Find every line below that contains the word "rock", and copy each of those lines.

--

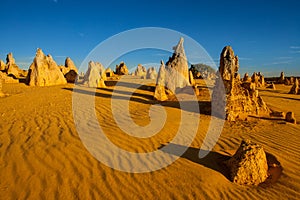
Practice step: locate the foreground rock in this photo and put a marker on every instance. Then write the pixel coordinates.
(122, 69)
(281, 78)
(272, 86)
(290, 117)
(2, 66)
(151, 73)
(160, 93)
(69, 70)
(239, 99)
(95, 75)
(109, 72)
(295, 88)
(44, 71)
(248, 166)
(140, 71)
(7, 79)
(1, 93)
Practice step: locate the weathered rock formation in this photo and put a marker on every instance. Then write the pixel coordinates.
(191, 78)
(1, 93)
(109, 72)
(2, 66)
(177, 66)
(281, 78)
(69, 70)
(246, 78)
(151, 73)
(95, 75)
(160, 92)
(272, 86)
(248, 166)
(44, 71)
(12, 68)
(295, 88)
(175, 74)
(121, 69)
(290, 117)
(239, 99)
(140, 71)
(7, 79)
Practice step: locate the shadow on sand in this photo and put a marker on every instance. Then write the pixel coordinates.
(204, 106)
(212, 160)
(215, 161)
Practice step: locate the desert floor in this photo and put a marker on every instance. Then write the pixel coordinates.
(42, 156)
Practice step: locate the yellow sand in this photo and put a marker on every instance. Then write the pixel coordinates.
(42, 157)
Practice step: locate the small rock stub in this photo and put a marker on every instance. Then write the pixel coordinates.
(248, 166)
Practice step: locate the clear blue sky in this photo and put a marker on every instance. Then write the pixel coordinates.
(264, 34)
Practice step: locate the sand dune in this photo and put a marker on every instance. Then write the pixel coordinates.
(42, 156)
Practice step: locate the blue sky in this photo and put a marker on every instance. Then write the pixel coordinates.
(264, 34)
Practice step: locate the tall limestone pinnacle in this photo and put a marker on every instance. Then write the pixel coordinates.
(174, 75)
(178, 49)
(229, 63)
(178, 68)
(44, 71)
(235, 99)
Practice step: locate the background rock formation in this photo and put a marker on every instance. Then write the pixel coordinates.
(95, 75)
(248, 166)
(177, 67)
(203, 71)
(69, 70)
(122, 69)
(12, 68)
(241, 99)
(174, 75)
(44, 71)
(109, 72)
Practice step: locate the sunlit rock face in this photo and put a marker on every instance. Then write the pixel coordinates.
(248, 166)
(44, 71)
(236, 99)
(122, 69)
(95, 75)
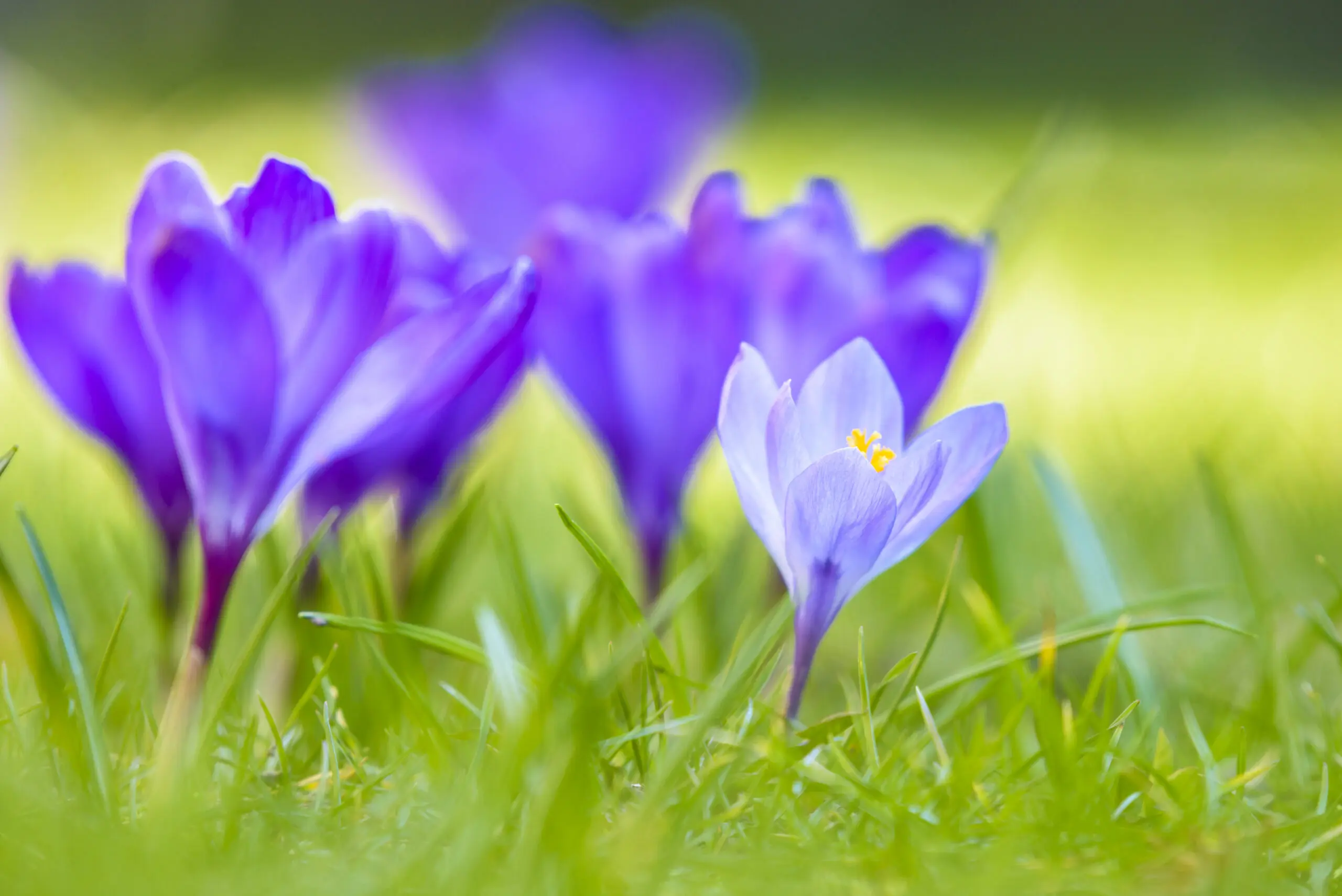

--

• CORRECT RESULT:
Practice step: locate the foreground rock in this photo and put a marker on every instance. Then write the pixel coordinates.
Practice step: locate the weathered rock formation in this photo and put a marker on every instance. Then write the pixel coordinates.
Practice step: locate the small rock stub in this photo and put a marker on every instance. Then write the pixel coordinates.
Practice step: locate the background rock formation in this photo and put a marker on every instance. Then write the pixel coordinates.
Practice step: locate the sunlit rock face in this photo and put a marker on every instance. Then write the pixel coordinates.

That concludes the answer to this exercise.